- [Material provided]:
⟨

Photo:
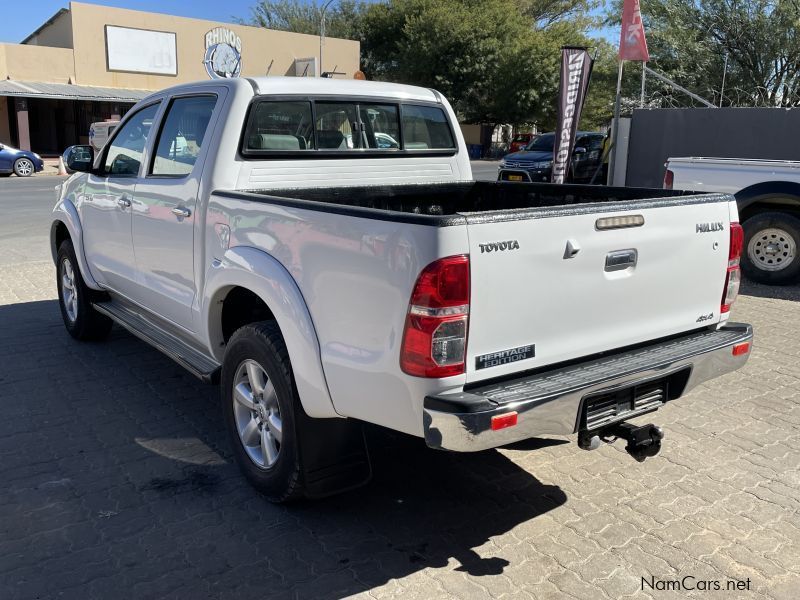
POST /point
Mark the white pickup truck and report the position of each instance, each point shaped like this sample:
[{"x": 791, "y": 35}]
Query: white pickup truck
[
  {"x": 768, "y": 196},
  {"x": 327, "y": 278}
]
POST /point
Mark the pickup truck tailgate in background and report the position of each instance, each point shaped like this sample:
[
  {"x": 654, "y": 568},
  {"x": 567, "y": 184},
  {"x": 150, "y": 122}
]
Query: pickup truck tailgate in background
[{"x": 549, "y": 286}]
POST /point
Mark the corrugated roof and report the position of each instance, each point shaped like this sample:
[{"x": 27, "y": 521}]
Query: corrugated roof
[{"x": 36, "y": 89}]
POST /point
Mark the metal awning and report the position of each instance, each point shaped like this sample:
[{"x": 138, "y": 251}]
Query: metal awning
[{"x": 66, "y": 91}]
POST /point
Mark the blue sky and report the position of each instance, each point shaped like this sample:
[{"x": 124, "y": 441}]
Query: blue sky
[{"x": 17, "y": 24}]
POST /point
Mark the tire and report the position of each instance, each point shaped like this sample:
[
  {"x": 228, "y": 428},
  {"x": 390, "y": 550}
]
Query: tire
[
  {"x": 771, "y": 244},
  {"x": 24, "y": 167},
  {"x": 75, "y": 299},
  {"x": 257, "y": 385}
]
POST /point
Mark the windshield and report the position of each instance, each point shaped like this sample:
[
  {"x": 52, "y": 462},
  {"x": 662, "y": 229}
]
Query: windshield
[{"x": 542, "y": 143}]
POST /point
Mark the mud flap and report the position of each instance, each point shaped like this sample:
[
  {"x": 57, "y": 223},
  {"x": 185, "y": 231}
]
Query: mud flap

⟩

Copy all the lines of data exactly as they appear, dropping any images.

- [Response to the task]:
Photo:
POST /point
Mark the white pickup truck and report the position of each instance, each point shaped like this sample:
[{"x": 791, "y": 35}]
Query: white pickup truck
[
  {"x": 768, "y": 196},
  {"x": 327, "y": 278}
]
POST /point
Mark the pickup truck tailgate in background and report the position of each instance, each point shaped like this sample:
[
  {"x": 654, "y": 568},
  {"x": 567, "y": 184},
  {"x": 150, "y": 122}
]
Query: pickup truck tailgate in background
[{"x": 549, "y": 286}]
POST /point
Mark the corrugated roof and report the position of each instance, each point shaped like this sample:
[{"x": 27, "y": 521}]
Query: corrugated roof
[{"x": 36, "y": 89}]
POST /point
Mark the metal awning and report the position of each instance, each point shaped like this sample:
[{"x": 138, "y": 251}]
Query: metal awning
[{"x": 66, "y": 91}]
POST /point
Mark the blue sky and report the position of each instance, each point shaped like this sample:
[{"x": 124, "y": 441}]
Query: blue sky
[{"x": 17, "y": 24}]
POST /point
Mark the tire and report the position of each instance, each point shaped like this sample:
[
  {"x": 228, "y": 428},
  {"x": 390, "y": 550}
]
Query: tire
[
  {"x": 771, "y": 244},
  {"x": 24, "y": 167},
  {"x": 75, "y": 299},
  {"x": 257, "y": 385}
]
POST /point
Mark the windshield and report the position of each instance, each point shaped like this sample:
[
  {"x": 52, "y": 462},
  {"x": 662, "y": 229}
]
Query: windshield
[{"x": 542, "y": 143}]
POST /point
Mark the mud flap and report the position of each instance, each point shaped like this sample:
[
  {"x": 57, "y": 223},
  {"x": 185, "y": 231}
]
Query: mud flap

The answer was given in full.